Saved entries
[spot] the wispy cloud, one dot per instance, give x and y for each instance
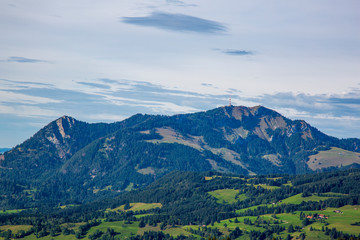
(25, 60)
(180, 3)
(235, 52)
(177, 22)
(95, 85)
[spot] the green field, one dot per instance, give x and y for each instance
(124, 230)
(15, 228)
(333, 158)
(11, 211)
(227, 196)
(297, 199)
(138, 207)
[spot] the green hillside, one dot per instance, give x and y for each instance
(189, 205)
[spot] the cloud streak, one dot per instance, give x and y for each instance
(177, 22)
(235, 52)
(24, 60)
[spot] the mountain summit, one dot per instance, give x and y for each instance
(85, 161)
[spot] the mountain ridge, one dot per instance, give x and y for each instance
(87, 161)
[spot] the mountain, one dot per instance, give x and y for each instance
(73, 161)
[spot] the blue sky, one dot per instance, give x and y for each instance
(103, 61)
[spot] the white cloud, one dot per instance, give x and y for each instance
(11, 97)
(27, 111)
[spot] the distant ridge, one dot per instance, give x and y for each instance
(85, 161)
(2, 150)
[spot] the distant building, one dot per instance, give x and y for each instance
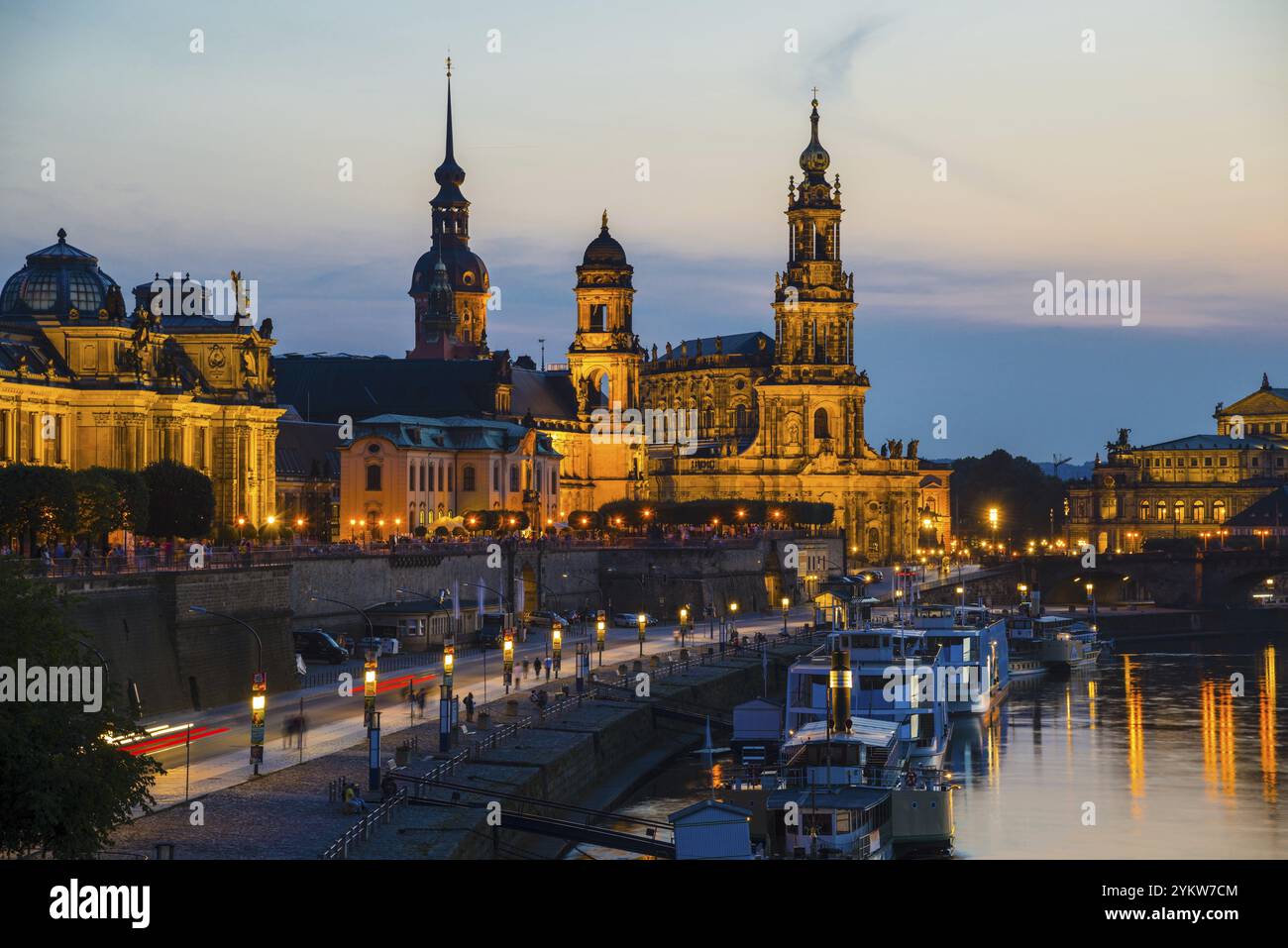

* _What to work on_
Every line above is to be repeated exactly, but no picture is to appear in the copy.

* _Answer space_
[spot] the wispy cloud, one dot per instance, give x and y for each instance
(25, 60)
(180, 3)
(235, 52)
(177, 22)
(95, 85)
[spot] the green field, one dot per instance, give x and y for each instance
(124, 230)
(15, 228)
(333, 158)
(11, 211)
(227, 196)
(297, 199)
(138, 207)
[spot] the green hillside, one dot per instance, give x and y for each instance
(189, 205)
[spot] the cloud streak, one dot per instance, give x and y for each instance
(177, 22)
(235, 52)
(24, 60)
[spot] the mountain summit, one dot per instance, give x and y for each instance
(85, 161)
[spot] the mountain ridge, one dot per instance, give x and y for each instance
(87, 161)
[spot] the mountain, one dot per instance, give x and y for each instance
(73, 161)
[spot] the blue sky, one dot per instance, give x and y for each instance
(103, 61)
[spot] the white cloud, one dot per instance, give x and y for each instance
(11, 97)
(27, 111)
[spot] the distant ridge, one dot per instance, give x and y for each instance
(85, 161)
(2, 150)
[spot] the distant building, one dot per instance, give x and y for each instance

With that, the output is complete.